[Data items]
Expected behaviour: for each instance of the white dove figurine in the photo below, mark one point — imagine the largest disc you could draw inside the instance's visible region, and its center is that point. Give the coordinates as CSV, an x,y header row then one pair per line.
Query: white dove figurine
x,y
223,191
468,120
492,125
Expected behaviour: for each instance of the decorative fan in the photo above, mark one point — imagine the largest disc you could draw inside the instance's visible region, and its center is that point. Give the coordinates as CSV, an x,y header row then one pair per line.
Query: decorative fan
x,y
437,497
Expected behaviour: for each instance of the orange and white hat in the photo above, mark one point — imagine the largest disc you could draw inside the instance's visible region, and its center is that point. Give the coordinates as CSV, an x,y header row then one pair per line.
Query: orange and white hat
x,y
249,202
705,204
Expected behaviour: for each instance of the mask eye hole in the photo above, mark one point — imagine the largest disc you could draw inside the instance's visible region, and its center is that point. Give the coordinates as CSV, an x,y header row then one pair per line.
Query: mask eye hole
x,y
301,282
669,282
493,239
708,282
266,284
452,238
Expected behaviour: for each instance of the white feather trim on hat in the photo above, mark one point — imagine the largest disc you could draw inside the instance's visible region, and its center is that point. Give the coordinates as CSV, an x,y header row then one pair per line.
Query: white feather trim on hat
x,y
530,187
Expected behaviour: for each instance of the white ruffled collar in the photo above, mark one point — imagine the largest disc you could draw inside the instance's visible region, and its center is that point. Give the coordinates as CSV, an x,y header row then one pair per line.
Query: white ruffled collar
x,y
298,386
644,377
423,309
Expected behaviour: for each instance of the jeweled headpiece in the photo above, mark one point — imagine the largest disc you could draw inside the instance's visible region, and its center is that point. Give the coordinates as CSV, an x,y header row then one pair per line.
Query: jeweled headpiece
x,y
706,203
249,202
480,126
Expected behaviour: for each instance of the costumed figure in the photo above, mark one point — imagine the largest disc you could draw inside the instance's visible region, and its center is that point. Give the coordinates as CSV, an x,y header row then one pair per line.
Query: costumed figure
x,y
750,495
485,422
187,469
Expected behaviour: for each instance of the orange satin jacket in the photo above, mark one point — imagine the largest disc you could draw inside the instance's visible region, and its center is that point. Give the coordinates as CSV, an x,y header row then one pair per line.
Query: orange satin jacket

▸ Stated goal
Update the lines above by changing every "Query" to "Object", leaving everything else as it is.

▸ Problem solution
Expected behaviour: for each instance of the white dove figurine in the photo below, mark one point — imagine the largest disc you could draw inside the instance's visible region, and its center is that point. Give the coordinates as CSV, an x,y header row then one pair per line.
Object: white dove figurine
x,y
223,191
468,120
492,125
Expected behaviour: for each instance of the decorative fan in the photo above, mark one point — imagine the largest disc you could draw inside the instance's visible region, and its center is that point. Give the coordinates as CSV, an x,y header row then one pair per line.
Object: decorative fan
x,y
437,497
Expected behaviour: for each instance of the orange and white hat in the photo above, mark one point — imagine the largest disc you could draw inside the instance's visible region, and its center is that point. Give the coordinates as CSV, an x,y header row then one pair per line.
Object: orange and white hat
x,y
249,202
705,204
Expected behaviour: for each instance of the mask eye hole in the photo above, mark one point — imagine the largest disc you could draw inside the instance's visible region, and its center is that point. Give the coordinates as CSV, an x,y header row then one pair per line.
Object: mask eye hole
x,y
301,282
669,282
493,239
708,282
266,284
452,238
Expected behaviour: for each instance of the white feather trim on hat in the photo above, mark one point — imagine the largest disc you could draw inside the instance's visible region, and its center is that point. Give the coordinates as CSV, an x,y header row then one pair per line.
Object: white feather trim on hat
x,y
530,187
Expected behaviour: for each instance of the white ruffled collar in the photo above, mark one point — imagine the largest disc you could draw inside the instance's visible region, and its center is that point. Give the coordinates as CSV, an x,y header row then one pair per line.
Object: white ruffled collar
x,y
298,386
644,377
423,309
Expected behaviour: for each instance of the jeweled headpiece in the photo above, mark one point — imagine the largest disc you could draw inside the instance's visible region, and its center is that point. Give the coordinates as CSV, an x,y header row then one pair per line.
Object: jeweled headpiece
x,y
706,203
249,202
480,126
Expected behaviour: for each instance of the costumed figure in the photo above, mark one point — imagine the largest disc you could draw inside the instance's visible region, and its center is that point. Give the coordinates as CSV, an x,y header row then one pair per line.
Object: costumed figure
x,y
750,495
485,422
187,469
Expected behaviour: for each instance of the orange satin jacket in the photo above, mark one point — imagine the largest disc you could draw inside the instance's visible region, and its center is that point. Give the coordinates as CSV, an x,y header row then one pair per line.
Object: orange satin jacket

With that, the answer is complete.